What you should do:
Only the closing portion of the entries is to be reproduced: the line containing "Target: concrete pavement" through the very last line, exactly as written.

Given entries:
= Beginning of Section =

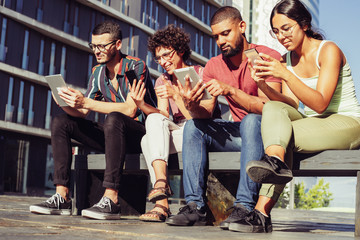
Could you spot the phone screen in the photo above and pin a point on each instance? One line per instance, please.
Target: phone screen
(253, 55)
(131, 76)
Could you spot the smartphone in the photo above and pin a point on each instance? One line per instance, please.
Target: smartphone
(56, 83)
(194, 79)
(253, 55)
(131, 76)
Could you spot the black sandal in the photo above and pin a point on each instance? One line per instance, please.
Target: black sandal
(155, 216)
(160, 193)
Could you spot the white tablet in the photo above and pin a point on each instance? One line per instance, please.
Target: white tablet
(55, 83)
(194, 79)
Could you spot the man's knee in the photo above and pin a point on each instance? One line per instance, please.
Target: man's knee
(59, 122)
(251, 123)
(114, 120)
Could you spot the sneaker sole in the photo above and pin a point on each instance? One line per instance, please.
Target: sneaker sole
(49, 211)
(100, 216)
(172, 223)
(260, 174)
(157, 197)
(249, 228)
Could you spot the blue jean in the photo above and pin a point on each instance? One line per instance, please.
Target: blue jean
(216, 135)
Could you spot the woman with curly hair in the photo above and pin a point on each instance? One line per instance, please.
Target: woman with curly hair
(170, 46)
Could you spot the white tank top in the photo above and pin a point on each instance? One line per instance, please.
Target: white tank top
(344, 100)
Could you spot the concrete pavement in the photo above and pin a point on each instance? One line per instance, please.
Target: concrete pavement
(16, 222)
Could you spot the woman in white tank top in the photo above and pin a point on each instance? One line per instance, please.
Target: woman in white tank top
(317, 109)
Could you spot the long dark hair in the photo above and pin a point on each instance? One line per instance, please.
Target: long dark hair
(296, 11)
(171, 36)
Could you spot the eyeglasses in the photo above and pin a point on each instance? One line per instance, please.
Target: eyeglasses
(286, 32)
(101, 47)
(166, 56)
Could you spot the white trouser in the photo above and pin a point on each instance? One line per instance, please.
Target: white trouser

= End of Section =

Final answer:
Target: concrete pavement
(16, 222)
Could you spot the woman in white tank top in the photo above and pin a point on each instance? One line per instance, please.
Target: woman in white tank top
(317, 109)
Could you spot the long dark hair in the photo above and pin a point on each instance? One line per instance, please.
Target: long dark hair
(296, 11)
(171, 36)
Could you spot the eyeglasses in the photo above and pin a point on each instance? One line per instance, please.
Target: eyeglasses
(286, 32)
(101, 47)
(166, 56)
Could you spot the white trouser in the photo above and pin a point on each instance? One line per instance, please.
Target: white trouser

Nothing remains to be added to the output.